═══ Data entries

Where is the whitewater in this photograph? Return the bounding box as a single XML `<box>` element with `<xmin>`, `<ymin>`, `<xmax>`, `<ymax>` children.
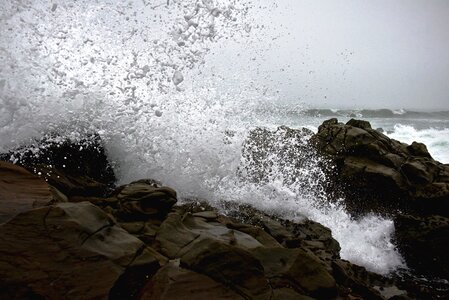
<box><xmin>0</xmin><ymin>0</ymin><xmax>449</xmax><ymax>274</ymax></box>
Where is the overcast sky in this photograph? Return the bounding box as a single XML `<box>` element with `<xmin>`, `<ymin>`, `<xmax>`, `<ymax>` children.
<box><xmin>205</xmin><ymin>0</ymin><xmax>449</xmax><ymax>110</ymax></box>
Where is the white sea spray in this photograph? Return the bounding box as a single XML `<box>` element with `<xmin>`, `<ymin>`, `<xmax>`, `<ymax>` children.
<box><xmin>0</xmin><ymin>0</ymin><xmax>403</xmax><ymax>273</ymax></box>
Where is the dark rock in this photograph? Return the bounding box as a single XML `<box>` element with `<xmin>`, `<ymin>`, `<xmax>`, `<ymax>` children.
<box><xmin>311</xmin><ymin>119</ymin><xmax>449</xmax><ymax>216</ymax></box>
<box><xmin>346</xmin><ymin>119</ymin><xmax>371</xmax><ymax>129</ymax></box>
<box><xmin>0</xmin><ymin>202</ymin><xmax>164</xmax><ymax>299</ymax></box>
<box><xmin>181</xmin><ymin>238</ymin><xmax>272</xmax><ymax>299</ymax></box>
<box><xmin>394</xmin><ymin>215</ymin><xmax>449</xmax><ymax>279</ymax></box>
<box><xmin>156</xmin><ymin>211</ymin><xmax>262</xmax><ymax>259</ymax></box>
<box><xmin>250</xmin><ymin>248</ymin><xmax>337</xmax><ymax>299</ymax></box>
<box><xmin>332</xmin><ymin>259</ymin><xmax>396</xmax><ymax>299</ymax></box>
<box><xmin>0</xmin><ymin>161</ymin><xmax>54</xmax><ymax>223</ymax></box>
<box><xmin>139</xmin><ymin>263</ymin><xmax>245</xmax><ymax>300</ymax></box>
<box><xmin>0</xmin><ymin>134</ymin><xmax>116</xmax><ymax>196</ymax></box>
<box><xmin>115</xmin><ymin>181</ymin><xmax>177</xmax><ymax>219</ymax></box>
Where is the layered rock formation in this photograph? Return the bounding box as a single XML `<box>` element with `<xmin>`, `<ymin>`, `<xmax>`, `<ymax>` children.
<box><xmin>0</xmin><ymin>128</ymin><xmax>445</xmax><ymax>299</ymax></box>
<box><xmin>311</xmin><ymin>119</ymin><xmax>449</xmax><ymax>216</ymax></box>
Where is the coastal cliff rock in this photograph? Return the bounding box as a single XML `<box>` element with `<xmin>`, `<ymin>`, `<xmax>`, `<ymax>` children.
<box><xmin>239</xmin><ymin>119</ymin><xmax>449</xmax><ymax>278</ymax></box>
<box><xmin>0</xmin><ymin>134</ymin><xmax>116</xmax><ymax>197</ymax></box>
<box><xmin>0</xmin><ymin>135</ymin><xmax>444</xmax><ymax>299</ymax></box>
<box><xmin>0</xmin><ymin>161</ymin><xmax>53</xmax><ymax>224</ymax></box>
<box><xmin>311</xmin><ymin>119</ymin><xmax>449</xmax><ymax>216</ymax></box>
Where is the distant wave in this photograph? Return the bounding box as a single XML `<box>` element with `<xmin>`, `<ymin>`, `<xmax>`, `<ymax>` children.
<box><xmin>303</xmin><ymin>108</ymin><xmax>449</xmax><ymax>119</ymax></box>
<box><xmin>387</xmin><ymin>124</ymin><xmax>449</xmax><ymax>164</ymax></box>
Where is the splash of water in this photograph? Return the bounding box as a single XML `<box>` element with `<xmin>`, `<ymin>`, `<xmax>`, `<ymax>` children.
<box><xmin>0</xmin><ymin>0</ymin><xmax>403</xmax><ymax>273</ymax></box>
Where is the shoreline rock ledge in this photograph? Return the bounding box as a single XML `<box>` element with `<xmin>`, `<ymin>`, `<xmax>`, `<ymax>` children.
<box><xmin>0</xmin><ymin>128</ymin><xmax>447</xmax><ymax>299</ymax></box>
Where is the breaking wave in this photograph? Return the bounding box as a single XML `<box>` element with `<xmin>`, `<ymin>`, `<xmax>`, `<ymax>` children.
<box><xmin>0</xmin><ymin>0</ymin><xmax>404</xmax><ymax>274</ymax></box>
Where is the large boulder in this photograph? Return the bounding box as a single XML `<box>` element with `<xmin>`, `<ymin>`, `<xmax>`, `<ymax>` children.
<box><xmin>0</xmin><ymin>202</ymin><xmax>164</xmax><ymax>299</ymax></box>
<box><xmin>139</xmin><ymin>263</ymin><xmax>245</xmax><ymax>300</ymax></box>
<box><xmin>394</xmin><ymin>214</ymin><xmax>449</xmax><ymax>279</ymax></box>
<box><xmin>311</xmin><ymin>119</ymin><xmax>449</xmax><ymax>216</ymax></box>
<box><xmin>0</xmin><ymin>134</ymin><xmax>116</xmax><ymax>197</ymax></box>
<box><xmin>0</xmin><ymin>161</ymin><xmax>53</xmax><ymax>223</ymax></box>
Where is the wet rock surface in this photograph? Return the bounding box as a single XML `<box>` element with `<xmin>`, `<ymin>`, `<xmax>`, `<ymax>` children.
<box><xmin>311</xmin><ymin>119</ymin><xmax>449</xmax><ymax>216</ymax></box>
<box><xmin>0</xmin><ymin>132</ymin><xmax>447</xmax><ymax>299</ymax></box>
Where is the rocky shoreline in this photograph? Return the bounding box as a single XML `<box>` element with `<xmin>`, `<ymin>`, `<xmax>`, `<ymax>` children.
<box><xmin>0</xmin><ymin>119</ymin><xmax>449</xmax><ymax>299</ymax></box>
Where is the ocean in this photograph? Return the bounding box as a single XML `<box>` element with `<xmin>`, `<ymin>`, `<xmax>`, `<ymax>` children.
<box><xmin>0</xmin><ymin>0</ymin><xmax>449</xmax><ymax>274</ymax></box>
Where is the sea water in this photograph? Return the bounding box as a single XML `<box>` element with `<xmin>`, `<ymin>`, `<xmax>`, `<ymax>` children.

══════

* _Problem description_:
Pick out every line of the data above that contains the word "wave", matching case exactly, and copy each one.

* _Right answer_:
Where is the distant wave in this photograph? Return the bounding box as a single XML `<box>` element with `<xmin>`, `<ymin>`, `<xmax>`, `<ymax>` children.
Where is the breaking wave in this photograph? Return the bounding box as a single XML `<box>` element with `<xmin>`, `<ymin>`, `<xmax>`, `<ymax>` children.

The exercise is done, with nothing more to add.